▸ Source document
* * *

The problem is, living by grace is a hard balance to keep, because it costs us nothing yet asks everything of us; it flips our transaction-based thinking on its head. We’re used to obeying orders and earning our way. They train us to do that in school—someone tells you to do something, you do it, and then you get graded. You get a job, they tell you to do something, you do it, and then someone else gives you money and tells you you’ve earned it. It’s a transaction—we do, and we get back. Most religions operate the same way—you do, and you get back. But then God comes along and says, “No, no, no—I do, and you give back—not because you have to in order to get, because I’ve already given you everything, but out of love and gratitude, because it pleases me and you want to please me.” Living by grace means living to please God, not in order to earn his favor, but in grateful response to his unearned favor.

The trick in that is, we’re used to working to a line, measuring ourselves against a standard, that says “Good enough.” You work x number of hours, you do y number of things, you sell z amount of product, and you’ve done good enough, and you get to keep your job; add ten or fifteen or twenty percent to that, and you get a raise. Perform to a certain measurable level, get the results you want, and then you can stop and say, “That’s good enough,” and go do something else with the rest of your life. The trick about living by grace is that it means we can’t do that with God, because it means we’re motivated not by the need to reach a certain standard, but by gratitude—gratitude for an infinite gift; and if the gift is infinite, then where does gratitude stop? Where do we get to the point that we can say, “That’s enough—that’s adequate thanks for what Jesus did for me”?

* * *

Rows from a pointing dataset:

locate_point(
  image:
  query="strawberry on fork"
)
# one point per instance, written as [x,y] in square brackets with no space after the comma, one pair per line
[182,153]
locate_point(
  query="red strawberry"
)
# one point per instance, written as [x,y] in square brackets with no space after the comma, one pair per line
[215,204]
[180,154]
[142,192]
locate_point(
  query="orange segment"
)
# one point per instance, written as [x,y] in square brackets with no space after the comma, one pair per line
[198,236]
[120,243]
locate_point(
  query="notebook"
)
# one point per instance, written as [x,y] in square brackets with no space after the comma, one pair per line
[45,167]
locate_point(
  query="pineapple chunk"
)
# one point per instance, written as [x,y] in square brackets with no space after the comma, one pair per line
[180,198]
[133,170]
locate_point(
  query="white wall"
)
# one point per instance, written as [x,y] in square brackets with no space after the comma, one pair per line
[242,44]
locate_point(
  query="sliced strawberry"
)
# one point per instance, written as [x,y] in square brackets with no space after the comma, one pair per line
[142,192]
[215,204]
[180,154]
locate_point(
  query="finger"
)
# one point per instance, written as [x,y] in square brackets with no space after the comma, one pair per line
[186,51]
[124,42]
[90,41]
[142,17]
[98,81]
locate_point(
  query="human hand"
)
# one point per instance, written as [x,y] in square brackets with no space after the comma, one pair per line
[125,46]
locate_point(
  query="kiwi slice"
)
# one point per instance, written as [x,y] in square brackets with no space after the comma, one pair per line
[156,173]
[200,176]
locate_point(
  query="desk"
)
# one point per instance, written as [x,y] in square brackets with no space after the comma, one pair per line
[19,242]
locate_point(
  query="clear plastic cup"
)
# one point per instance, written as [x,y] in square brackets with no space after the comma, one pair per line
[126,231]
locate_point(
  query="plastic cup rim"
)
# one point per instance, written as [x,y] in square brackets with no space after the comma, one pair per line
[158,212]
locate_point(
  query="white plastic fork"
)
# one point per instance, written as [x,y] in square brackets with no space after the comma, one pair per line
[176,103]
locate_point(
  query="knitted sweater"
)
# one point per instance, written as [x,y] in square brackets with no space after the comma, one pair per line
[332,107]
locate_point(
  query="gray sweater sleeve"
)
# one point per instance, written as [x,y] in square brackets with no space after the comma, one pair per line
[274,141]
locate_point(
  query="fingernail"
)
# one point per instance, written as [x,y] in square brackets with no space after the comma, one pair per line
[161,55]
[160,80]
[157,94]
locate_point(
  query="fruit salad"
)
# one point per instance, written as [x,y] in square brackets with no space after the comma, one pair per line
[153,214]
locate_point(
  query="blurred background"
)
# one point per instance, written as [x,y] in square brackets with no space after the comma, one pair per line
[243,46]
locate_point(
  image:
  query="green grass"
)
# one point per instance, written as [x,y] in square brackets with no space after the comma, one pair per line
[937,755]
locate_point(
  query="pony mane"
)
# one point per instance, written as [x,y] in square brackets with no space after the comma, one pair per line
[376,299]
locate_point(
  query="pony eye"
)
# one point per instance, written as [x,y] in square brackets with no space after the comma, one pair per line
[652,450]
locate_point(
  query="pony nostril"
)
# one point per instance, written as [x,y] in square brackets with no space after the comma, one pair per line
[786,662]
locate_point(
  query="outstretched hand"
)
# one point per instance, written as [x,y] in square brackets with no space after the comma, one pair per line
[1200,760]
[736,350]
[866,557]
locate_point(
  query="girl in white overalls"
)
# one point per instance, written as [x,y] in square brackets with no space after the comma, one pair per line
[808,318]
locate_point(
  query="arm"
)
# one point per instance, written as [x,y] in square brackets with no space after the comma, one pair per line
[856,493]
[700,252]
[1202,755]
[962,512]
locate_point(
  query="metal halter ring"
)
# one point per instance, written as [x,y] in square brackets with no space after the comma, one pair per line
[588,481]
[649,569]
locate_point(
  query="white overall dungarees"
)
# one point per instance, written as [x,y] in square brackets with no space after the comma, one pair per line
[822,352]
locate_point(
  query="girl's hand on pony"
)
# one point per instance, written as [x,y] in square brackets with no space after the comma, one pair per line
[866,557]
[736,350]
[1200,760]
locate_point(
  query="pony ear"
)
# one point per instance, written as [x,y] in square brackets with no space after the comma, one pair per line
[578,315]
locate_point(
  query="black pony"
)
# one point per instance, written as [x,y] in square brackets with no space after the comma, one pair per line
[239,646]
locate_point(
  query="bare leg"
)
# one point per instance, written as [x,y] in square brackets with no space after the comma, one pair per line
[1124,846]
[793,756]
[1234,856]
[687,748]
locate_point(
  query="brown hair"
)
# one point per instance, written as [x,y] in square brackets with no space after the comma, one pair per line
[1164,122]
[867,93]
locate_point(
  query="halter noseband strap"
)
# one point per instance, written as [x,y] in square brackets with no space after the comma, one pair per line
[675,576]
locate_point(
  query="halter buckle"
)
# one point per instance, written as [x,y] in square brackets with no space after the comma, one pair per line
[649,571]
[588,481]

* * *

▸ What this exercise asks
**A.** Translate this sentence from the passage on living by grace into Spanish: "We’re used to obeying orders and earning our way."
**B.** Please carry the passage on living by grace forward from its final sentence.

▸ Outputs in order
**A.** Estamos acostumbrados a obedecer órdenes y a ganarnos las cosas.

**B.**
The fact of the matter is, we don’t. However much we do, the movement of gratitude for the gift of Jesus Christ continues to draw us on to do things and work at things and make efforts for which we will earn nothing in return, and which will serve not to show everyone how wonderful we are, but rather how wonderful God is; and that’s not how we’re accustomed to living, and it doesn’t fit with our ideas about what we deserve. As such, it isn’t something we can do just by working harder, because that will tend to turn our gratitude into resentment; it’s been well observed—by the science-fantasy writer Anne McCaffrey, of all people—that gratitude is an ill-fitting tunic that can chafe and smell if worn too long.

The only antidote to that is to keep changing that tunic on a regular basis—to keep renewing our gratitude, to keep reawakening our sense of the heights of God’s glory and goodness and holiness, and the depths of our own sin, and the incredible, world-shattering thing Jesus did to lift us out of those depths and up to his heights, and the horrifying price he paid to do so; that’s why the life of grace begins with worship, why we need to worship together to stay spiritually healthy, because this is part of what our worship is supposed to be about. Worship keeps it ever fresh in our mind just how much we need God’s grace, and how much reason we have to be grateful. Without it, we lose the balance of grace and fall off to one side or the other, into legalism or lawlessness.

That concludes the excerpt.